→ INFORMATION SHOWN

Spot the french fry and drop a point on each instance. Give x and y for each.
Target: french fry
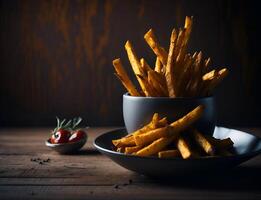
(184, 149)
(172, 130)
(210, 75)
(150, 136)
(158, 65)
(155, 80)
(217, 79)
(188, 29)
(134, 149)
(203, 142)
(220, 144)
(150, 90)
(206, 64)
(169, 154)
(185, 75)
(170, 79)
(155, 146)
(145, 66)
(136, 66)
(122, 75)
(154, 45)
(129, 139)
(121, 149)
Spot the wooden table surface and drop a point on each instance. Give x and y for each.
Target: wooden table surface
(90, 175)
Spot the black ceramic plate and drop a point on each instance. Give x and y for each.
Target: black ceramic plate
(246, 147)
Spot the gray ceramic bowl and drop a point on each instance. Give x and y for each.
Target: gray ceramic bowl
(246, 146)
(138, 111)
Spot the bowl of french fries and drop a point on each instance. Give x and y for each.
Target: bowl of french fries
(170, 117)
(138, 111)
(177, 82)
(164, 148)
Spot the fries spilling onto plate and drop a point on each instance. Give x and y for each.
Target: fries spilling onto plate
(175, 73)
(177, 139)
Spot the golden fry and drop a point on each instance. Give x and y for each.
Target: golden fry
(221, 144)
(150, 90)
(136, 66)
(173, 130)
(130, 150)
(184, 148)
(170, 79)
(169, 154)
(145, 66)
(122, 75)
(121, 149)
(155, 80)
(203, 142)
(155, 147)
(188, 29)
(129, 139)
(154, 45)
(217, 79)
(158, 65)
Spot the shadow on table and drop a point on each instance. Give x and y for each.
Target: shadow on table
(240, 178)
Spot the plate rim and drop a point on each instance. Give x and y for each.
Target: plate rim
(249, 154)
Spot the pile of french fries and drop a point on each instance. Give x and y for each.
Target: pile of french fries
(177, 139)
(175, 74)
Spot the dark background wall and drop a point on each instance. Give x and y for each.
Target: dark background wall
(55, 56)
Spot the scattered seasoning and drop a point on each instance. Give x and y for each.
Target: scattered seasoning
(116, 186)
(40, 161)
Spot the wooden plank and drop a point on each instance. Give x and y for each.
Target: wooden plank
(94, 176)
(122, 192)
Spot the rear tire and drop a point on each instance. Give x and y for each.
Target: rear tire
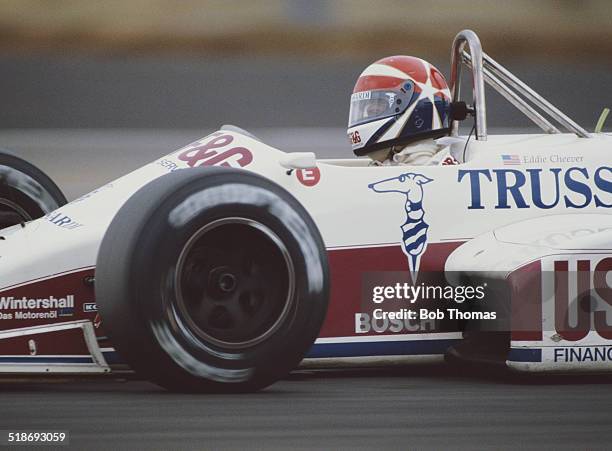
(212, 280)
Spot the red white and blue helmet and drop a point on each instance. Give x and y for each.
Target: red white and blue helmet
(397, 100)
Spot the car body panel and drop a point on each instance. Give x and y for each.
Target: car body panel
(399, 219)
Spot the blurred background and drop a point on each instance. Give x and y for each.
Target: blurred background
(129, 80)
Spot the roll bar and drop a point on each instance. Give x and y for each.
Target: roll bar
(486, 69)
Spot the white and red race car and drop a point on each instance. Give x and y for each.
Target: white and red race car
(223, 265)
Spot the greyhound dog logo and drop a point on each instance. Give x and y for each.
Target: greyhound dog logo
(414, 230)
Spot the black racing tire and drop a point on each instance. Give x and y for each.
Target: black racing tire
(212, 280)
(26, 192)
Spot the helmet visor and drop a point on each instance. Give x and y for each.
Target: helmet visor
(367, 106)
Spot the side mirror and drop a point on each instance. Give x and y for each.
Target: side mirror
(299, 160)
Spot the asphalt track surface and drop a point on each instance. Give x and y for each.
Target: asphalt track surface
(409, 408)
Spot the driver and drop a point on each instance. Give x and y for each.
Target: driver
(399, 106)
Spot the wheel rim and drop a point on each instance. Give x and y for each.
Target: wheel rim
(12, 213)
(234, 283)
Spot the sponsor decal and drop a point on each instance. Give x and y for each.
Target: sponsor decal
(365, 323)
(62, 220)
(363, 95)
(583, 354)
(170, 165)
(572, 187)
(583, 298)
(90, 307)
(414, 229)
(449, 161)
(215, 152)
(390, 99)
(25, 308)
(308, 177)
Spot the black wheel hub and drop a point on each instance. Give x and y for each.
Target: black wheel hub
(234, 283)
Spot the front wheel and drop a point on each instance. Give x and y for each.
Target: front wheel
(212, 279)
(26, 193)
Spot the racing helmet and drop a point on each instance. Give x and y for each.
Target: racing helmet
(398, 100)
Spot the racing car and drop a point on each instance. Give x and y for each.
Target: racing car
(227, 263)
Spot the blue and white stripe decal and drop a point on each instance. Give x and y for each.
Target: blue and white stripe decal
(382, 345)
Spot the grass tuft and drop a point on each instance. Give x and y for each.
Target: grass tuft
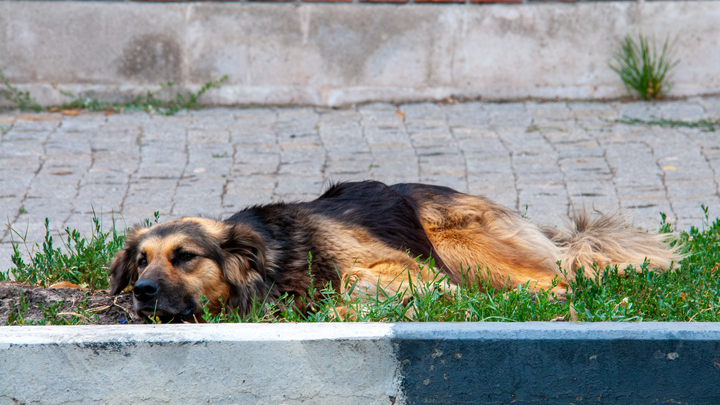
(150, 102)
(704, 124)
(23, 99)
(642, 69)
(84, 261)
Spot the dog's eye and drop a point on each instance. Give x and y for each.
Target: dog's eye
(186, 257)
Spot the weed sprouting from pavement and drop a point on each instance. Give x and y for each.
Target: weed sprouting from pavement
(83, 263)
(705, 125)
(23, 99)
(149, 102)
(642, 69)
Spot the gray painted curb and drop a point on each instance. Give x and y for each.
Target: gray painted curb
(363, 363)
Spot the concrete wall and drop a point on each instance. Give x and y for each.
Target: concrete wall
(549, 363)
(336, 54)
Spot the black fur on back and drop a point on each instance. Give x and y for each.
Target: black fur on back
(288, 235)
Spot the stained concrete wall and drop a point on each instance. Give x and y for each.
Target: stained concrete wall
(363, 363)
(337, 54)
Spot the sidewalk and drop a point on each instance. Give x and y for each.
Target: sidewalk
(540, 158)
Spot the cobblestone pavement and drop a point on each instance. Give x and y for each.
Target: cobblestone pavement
(543, 158)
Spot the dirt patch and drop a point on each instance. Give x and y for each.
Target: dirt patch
(22, 304)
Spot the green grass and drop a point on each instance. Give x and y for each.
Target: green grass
(22, 99)
(705, 125)
(689, 293)
(150, 102)
(642, 69)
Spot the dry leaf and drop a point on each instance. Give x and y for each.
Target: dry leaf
(64, 284)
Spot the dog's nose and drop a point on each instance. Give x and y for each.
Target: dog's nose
(145, 289)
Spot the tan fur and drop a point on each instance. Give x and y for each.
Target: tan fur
(478, 238)
(610, 240)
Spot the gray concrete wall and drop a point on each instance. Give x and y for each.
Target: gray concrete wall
(338, 54)
(410, 363)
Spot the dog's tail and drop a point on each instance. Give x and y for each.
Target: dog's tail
(609, 239)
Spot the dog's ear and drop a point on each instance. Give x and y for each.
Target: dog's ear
(123, 270)
(244, 253)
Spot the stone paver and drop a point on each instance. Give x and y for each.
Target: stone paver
(544, 159)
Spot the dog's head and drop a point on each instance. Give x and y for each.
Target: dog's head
(172, 265)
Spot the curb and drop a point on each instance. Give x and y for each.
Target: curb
(372, 363)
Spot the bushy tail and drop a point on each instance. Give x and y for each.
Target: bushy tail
(609, 239)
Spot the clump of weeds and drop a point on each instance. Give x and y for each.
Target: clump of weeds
(643, 70)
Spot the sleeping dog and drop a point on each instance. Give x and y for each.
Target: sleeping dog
(368, 235)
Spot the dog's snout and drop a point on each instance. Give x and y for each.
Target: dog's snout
(145, 290)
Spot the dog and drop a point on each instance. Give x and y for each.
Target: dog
(367, 235)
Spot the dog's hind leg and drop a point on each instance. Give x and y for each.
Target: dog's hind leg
(477, 238)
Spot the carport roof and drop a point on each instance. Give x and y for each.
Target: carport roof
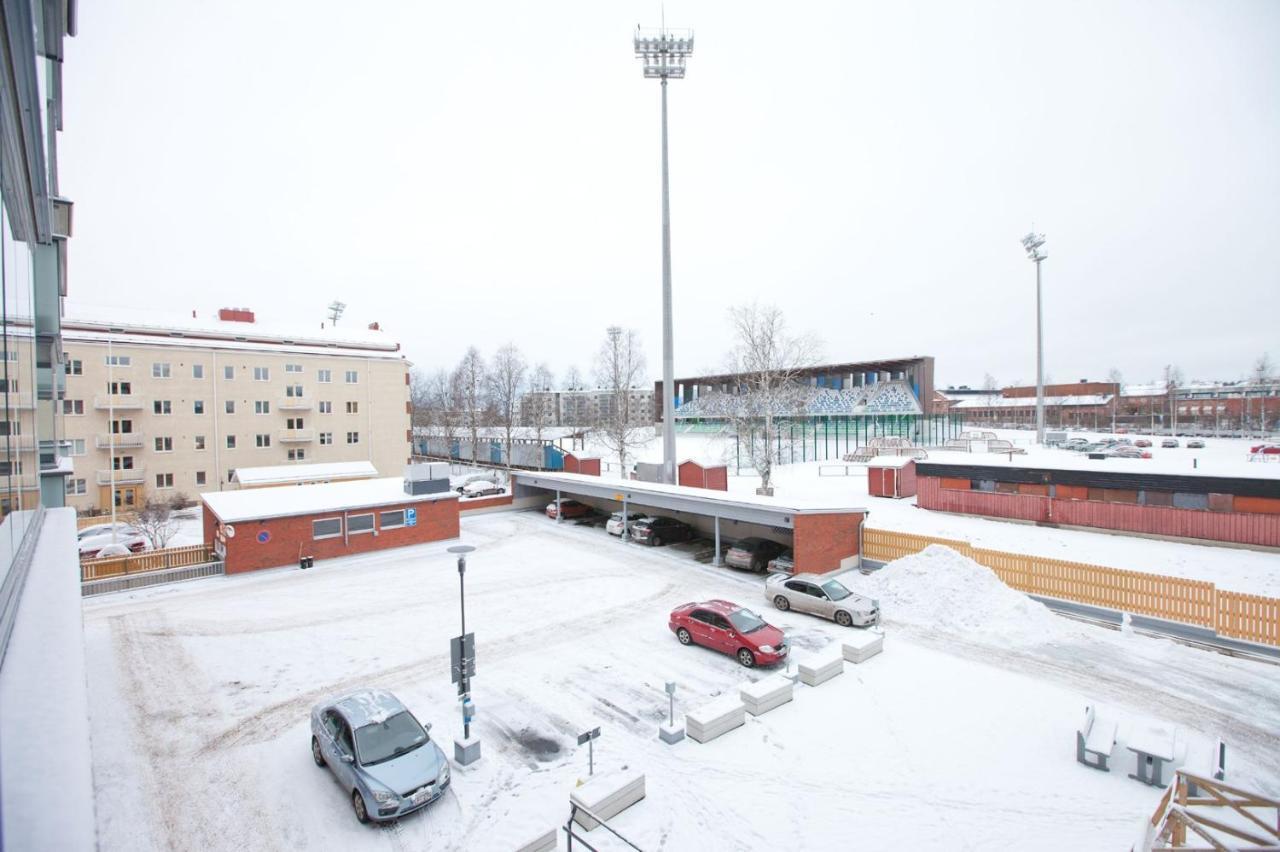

→ EXERCISE DIRECTIONS
Could you copy every line from the records that mentions the word "roof"?

→ REPLY
Spot the carport roof and drop a point on each instance. Give x and y for each.
Target: carport roof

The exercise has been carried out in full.